Start of Provided records

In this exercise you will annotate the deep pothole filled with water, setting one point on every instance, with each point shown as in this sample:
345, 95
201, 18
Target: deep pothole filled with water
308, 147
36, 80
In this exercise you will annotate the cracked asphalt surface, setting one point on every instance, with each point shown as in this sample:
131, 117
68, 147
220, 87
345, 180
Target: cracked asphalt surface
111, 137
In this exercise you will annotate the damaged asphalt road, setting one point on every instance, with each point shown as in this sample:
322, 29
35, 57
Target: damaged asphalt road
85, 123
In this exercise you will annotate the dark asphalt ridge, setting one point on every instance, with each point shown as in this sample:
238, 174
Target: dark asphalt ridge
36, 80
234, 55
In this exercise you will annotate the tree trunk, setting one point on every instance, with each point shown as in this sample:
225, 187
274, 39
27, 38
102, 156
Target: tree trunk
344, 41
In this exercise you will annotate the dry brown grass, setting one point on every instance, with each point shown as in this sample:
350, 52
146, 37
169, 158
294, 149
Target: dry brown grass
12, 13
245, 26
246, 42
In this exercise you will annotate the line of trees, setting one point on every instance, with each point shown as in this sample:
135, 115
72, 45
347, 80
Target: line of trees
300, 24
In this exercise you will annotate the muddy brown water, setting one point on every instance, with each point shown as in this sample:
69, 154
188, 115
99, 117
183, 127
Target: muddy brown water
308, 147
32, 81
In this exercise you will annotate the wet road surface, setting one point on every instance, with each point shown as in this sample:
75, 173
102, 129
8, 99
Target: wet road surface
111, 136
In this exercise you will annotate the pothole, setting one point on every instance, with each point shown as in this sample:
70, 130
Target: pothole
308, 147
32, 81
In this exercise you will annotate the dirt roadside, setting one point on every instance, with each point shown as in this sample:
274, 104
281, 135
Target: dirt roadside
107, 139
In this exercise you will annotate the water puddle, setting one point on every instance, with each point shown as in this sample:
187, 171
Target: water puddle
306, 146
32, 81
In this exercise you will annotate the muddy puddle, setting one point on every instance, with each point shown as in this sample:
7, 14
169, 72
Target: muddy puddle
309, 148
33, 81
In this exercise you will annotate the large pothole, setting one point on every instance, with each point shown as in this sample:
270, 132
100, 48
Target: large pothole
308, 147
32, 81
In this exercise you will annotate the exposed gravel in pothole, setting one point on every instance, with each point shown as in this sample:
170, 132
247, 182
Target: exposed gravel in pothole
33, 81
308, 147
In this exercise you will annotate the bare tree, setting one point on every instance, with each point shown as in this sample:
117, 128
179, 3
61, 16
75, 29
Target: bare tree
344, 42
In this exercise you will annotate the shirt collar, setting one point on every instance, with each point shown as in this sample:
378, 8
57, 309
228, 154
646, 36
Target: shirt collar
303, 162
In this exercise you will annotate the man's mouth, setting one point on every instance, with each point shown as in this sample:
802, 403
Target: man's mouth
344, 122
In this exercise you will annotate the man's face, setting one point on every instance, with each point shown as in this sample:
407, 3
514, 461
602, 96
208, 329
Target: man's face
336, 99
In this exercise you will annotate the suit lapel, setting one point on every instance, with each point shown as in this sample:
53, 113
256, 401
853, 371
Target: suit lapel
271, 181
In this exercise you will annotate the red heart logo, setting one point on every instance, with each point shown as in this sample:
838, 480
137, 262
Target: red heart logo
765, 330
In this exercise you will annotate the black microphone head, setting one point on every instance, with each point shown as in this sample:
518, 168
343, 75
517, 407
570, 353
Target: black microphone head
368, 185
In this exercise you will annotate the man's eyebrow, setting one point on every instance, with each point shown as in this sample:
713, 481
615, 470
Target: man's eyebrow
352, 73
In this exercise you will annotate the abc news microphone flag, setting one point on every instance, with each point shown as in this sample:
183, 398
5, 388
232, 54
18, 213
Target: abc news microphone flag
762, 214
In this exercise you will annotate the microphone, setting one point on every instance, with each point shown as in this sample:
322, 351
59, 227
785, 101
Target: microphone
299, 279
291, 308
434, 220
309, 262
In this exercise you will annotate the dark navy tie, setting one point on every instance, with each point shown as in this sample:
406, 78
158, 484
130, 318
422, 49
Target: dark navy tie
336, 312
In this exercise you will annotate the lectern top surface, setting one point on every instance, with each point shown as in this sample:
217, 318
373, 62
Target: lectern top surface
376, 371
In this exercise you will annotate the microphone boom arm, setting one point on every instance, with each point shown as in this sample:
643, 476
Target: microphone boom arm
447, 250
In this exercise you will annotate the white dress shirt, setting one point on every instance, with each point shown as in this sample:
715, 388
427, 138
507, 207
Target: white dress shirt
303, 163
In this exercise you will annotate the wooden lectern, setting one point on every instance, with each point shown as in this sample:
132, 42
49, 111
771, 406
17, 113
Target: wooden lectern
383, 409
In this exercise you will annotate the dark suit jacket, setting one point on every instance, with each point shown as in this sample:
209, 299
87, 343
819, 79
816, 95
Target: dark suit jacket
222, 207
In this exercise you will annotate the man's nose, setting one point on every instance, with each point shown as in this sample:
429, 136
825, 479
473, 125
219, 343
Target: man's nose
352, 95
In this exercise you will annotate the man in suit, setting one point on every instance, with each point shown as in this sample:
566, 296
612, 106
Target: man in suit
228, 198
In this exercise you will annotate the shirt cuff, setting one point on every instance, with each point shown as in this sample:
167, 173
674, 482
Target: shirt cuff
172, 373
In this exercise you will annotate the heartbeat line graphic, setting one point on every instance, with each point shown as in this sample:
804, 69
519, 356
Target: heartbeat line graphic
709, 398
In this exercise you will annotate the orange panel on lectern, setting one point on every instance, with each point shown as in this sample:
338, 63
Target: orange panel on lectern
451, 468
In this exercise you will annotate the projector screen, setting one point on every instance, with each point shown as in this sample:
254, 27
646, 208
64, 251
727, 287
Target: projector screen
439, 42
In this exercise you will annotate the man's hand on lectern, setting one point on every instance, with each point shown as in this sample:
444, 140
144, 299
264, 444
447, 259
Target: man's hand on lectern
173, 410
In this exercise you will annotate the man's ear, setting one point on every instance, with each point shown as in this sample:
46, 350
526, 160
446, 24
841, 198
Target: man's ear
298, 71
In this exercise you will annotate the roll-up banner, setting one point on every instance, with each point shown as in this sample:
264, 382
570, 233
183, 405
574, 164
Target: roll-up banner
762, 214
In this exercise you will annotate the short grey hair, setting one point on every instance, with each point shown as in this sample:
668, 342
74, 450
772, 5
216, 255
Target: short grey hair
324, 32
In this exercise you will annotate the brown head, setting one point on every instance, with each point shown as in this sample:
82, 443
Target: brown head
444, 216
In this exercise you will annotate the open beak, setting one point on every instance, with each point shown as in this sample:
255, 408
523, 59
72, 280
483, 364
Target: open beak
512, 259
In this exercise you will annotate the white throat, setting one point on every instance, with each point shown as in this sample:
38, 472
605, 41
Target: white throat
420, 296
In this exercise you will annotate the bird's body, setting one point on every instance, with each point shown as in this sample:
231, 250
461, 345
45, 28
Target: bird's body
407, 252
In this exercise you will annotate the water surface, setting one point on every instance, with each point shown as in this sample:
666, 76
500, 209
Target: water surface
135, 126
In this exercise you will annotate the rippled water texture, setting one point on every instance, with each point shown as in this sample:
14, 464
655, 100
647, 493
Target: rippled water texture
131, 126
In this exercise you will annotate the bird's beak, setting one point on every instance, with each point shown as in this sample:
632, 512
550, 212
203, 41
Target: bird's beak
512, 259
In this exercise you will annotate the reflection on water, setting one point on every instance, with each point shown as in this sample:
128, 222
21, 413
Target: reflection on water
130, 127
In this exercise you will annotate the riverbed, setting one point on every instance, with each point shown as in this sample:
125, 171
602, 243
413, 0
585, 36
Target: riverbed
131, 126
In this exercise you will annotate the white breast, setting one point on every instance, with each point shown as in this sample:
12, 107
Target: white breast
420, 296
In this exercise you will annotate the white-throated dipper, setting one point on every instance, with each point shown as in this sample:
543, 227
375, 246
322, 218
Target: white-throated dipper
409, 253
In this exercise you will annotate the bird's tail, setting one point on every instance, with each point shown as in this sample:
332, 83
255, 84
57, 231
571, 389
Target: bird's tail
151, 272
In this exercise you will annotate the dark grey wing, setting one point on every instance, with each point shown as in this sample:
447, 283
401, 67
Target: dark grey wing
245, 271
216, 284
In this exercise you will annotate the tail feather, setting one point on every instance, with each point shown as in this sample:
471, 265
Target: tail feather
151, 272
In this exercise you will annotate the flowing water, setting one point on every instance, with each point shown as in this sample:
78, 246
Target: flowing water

End of Provided records

Requirement:
Each line of the data that holds "flowing" should be copied.

The answer:
In this exercise you will annotate the flowing water, setting one point on every instance, with each point shown as in this sample:
Target: flowing water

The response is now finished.